■ Description of the task: Write out the passage from "The Talmud’s question" to "salt of Sodom." in the essay on the covenant of salt below, word for word.

■ Document segment:
Menachot 21

Covenant of salt.

talmudgreen_lighter
Advertisement
Getting your Trinity Audio player ready...

Leviticus 2:13 requires that, “You shall season every offering of meal with salt.” More than just a flavor enhancer, the salt is also symbolic of the priests’ relationship with God, as the verse continues: “You shall not omit from your meal offering the salt of your covenant with God; with all your offerings you must offer salt.” Indeed, in describing the portions of sacrifices given to the priests, the Book of Numbers reiterates this idea: “All the sacred gifts that the Israelites set aside for God I give to you, to your sons, and to the daughters that are with you, as a due for all time. It shall be an everlasting covenant of salt before God for you and for your offspring as well.” (18:19)

Why salt? The 12th-century French Tosafist Rabbi Joseph ben Isaac, known as the Bekhor Shor, points out that salt preserves food. He suggests God commands the priests to season sacrifices with it in order to demonstrate their understanding that sacrifices are an everlasting covenant between God and the Jewish people, which similarly sustains the world and facilitates atonement. The Bekhor Shor sees the actions of sacrifices, and all their accompaniments, as opportunities for the priests to demonstrate their understanding of the eternality of our relationship with God, and their willingness to do what God commands of us. 

The Bekhor Shor’s explanation is particularly striking given that he wrote his biblical commentary over a thousand years after the destruction of the Temple and the end of sacrifices. But it still makes sense when we consider that the work of learning about those sacrifices serves as our holding up our end of an eternal bargain with God. 

The Talmud’s question today is superficially about what kind of salt can be used to season the mincha. But it is also rooted in this understanding of salt as both symbolic and crucial to the sacrifice. Returning to Leviticus 2:13, the Gemara states:

“And you shall not omit (tashbit) salt from your meal offering,”  one should bring salt that never rests (shovetet). And what is this? This is the salt of Sodom.

Through a clever play on biblical Hebrew words, tashbit and shovevet, which come from the same verbal root (the one that also gives us the word Shabbat), the rabbis conclude that the mincha offerings should be accompanied by Sodomite salt, the large salt crystals found near the Dead Sea. But while sea salt is ideal, the Talmud offers a backup: 

And from where is it derived that if one did not find salt of Sodom that he should bring salt of the desert? The verse states immediately afterward: “With all your offerings you shall sacrifice salt” (Leviticus 2:13) you should sacrifice any type of salt; you should sacrifice salt from any place; you should sacrifice salt even on Shabbat; and you should sacrifice salt even in a state of ritual impurity.

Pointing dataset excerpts
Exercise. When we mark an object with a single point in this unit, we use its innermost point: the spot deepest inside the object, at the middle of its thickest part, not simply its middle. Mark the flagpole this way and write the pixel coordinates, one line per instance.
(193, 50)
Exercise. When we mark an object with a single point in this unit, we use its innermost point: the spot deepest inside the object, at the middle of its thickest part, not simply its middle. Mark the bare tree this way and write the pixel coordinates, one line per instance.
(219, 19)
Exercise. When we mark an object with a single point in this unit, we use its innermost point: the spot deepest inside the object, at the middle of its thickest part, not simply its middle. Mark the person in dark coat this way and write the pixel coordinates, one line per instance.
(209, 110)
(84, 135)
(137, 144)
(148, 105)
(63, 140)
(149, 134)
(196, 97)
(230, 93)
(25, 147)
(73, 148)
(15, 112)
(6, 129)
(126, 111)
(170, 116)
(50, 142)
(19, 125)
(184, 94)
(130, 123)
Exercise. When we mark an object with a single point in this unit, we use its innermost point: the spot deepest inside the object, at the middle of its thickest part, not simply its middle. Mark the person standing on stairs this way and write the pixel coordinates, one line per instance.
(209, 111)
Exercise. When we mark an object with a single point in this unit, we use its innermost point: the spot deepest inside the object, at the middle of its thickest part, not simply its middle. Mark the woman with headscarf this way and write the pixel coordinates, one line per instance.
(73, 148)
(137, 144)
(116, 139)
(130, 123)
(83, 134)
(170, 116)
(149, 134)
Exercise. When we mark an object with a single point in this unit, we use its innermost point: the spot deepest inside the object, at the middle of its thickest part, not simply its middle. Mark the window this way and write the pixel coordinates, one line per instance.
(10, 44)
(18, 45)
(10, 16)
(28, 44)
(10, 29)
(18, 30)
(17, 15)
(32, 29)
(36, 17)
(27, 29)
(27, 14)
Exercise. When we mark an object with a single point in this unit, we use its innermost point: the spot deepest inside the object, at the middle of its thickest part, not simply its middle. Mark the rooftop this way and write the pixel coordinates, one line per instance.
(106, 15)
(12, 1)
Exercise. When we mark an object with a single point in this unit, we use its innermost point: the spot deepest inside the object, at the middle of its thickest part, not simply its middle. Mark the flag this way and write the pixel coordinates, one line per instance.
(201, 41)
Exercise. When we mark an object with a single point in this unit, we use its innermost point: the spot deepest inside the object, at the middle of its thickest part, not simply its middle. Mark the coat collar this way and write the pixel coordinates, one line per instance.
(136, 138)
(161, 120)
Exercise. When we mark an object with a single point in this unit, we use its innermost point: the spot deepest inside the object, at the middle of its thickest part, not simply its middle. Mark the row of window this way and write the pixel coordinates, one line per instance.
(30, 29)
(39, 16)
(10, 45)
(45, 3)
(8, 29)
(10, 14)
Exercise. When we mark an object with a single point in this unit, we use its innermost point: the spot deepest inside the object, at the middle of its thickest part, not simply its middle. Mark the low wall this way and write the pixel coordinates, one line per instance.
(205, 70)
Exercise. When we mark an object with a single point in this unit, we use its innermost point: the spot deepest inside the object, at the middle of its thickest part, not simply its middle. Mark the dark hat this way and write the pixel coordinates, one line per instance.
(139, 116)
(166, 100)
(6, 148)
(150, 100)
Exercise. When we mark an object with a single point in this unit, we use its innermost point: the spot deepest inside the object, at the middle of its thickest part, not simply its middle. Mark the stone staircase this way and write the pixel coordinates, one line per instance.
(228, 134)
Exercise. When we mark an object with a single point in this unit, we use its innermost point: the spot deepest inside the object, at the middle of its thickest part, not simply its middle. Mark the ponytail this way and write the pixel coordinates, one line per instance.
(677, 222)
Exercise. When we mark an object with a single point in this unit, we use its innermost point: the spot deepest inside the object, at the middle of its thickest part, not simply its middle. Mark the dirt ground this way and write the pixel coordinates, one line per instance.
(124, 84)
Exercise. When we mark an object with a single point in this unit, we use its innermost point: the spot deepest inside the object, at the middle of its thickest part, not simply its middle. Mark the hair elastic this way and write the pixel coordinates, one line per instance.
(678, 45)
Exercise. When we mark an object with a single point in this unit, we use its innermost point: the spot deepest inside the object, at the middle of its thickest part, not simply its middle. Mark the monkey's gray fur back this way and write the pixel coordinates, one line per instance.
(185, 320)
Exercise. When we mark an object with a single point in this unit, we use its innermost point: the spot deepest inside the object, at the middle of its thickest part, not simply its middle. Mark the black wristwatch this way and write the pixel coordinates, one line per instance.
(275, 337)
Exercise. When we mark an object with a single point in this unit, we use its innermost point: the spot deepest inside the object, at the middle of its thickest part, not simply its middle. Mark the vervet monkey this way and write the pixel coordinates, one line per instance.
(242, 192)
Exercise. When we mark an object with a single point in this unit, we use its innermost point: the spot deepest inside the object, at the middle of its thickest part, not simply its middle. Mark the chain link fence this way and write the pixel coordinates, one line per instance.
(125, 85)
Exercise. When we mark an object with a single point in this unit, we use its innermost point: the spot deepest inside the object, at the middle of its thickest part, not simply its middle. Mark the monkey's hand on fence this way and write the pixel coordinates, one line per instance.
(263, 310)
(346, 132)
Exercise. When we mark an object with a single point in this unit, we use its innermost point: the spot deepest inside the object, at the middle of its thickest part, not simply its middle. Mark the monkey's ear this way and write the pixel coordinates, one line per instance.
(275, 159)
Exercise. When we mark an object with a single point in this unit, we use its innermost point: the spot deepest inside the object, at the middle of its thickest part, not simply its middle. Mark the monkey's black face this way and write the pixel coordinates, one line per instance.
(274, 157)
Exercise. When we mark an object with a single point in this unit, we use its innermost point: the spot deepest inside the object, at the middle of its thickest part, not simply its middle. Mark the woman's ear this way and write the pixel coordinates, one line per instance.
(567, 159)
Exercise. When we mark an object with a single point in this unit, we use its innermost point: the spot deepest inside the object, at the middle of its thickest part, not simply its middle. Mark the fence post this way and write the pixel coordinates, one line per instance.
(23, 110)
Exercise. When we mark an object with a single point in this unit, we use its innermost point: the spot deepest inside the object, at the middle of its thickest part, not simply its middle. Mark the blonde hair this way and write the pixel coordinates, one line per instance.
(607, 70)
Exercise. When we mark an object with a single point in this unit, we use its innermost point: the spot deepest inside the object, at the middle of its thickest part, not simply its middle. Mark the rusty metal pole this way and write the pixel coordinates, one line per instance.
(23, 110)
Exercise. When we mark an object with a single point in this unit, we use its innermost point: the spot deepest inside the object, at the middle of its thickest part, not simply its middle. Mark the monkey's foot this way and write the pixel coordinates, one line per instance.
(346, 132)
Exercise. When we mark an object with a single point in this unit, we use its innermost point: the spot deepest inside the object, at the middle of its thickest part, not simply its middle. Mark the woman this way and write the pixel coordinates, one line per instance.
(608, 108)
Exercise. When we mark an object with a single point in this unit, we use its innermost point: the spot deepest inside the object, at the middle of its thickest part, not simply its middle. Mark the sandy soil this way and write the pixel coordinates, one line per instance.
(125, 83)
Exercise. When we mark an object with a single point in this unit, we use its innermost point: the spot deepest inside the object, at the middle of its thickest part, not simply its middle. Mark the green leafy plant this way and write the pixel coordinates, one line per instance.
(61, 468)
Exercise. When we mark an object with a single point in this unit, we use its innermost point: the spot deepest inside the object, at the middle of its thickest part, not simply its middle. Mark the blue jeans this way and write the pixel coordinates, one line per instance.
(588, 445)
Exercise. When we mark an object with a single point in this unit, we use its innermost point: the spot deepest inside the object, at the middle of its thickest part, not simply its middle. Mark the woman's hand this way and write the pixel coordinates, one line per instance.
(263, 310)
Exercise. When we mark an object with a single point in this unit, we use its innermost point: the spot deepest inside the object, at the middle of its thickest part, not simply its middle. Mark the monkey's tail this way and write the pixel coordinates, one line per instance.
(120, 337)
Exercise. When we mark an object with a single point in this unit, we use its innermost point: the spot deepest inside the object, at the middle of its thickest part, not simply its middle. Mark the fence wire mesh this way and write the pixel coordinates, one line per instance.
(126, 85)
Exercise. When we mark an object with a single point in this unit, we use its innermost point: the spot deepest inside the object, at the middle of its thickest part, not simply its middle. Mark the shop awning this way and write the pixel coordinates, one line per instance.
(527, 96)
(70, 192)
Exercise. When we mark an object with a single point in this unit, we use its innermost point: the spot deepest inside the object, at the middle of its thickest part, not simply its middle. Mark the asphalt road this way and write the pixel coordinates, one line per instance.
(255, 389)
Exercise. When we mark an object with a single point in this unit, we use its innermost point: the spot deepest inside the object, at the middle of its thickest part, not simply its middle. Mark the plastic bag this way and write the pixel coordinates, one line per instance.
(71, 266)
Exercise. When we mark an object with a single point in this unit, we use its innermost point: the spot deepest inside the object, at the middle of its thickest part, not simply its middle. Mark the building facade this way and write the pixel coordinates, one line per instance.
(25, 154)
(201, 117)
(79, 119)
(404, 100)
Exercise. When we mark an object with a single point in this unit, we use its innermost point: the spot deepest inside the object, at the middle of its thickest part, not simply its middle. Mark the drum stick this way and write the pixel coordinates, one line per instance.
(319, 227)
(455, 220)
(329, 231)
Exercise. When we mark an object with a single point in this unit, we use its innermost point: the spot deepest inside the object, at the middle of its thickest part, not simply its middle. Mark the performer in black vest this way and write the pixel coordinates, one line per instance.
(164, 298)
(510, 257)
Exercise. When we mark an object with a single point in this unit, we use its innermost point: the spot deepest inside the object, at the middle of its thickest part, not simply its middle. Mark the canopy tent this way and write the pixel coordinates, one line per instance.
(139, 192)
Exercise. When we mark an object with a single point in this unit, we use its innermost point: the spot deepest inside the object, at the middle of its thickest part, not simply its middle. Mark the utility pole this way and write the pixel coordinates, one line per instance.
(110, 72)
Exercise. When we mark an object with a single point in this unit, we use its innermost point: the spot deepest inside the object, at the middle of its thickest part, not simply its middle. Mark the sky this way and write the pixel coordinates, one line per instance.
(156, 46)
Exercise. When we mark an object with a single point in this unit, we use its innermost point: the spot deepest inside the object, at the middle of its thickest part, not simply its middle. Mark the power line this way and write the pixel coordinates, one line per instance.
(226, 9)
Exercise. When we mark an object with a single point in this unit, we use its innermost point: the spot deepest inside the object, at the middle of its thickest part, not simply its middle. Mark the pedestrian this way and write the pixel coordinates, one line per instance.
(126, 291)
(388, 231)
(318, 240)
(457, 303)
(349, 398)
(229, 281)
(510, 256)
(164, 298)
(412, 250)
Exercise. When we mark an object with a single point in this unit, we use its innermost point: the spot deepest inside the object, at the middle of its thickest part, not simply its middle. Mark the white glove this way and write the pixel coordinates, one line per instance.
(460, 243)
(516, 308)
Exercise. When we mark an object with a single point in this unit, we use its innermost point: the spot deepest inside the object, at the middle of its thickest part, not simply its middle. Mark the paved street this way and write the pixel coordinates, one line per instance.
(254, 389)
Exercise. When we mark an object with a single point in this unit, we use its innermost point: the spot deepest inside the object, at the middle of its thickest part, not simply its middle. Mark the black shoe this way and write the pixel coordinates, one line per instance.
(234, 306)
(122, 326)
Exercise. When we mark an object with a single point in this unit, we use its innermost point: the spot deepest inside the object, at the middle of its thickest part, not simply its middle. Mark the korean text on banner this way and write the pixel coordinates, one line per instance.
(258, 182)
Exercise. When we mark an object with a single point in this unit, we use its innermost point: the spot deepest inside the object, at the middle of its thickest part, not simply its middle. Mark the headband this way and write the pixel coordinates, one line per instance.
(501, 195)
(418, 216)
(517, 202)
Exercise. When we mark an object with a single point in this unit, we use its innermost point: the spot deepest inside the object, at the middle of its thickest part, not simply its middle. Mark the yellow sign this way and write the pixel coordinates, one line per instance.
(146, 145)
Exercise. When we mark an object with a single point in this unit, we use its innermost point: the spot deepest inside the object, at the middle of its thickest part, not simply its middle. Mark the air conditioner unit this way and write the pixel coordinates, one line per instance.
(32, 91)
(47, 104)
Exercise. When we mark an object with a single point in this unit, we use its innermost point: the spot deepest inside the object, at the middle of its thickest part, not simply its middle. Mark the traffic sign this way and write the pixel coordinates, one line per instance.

■ Written solution:
The Talmud’s question today is superficially about what kind of salt can be used to season the mincha. But it is also rooted in this understanding of salt as both symbolic and crucial to the sacrifice. Returning to Leviticus 2:13, the Gemara states:

“And you shall not omit (tashbit) salt from your meal offering,”  one should bring salt that never rests (shovetet). And what is this? This is the salt of Sodom.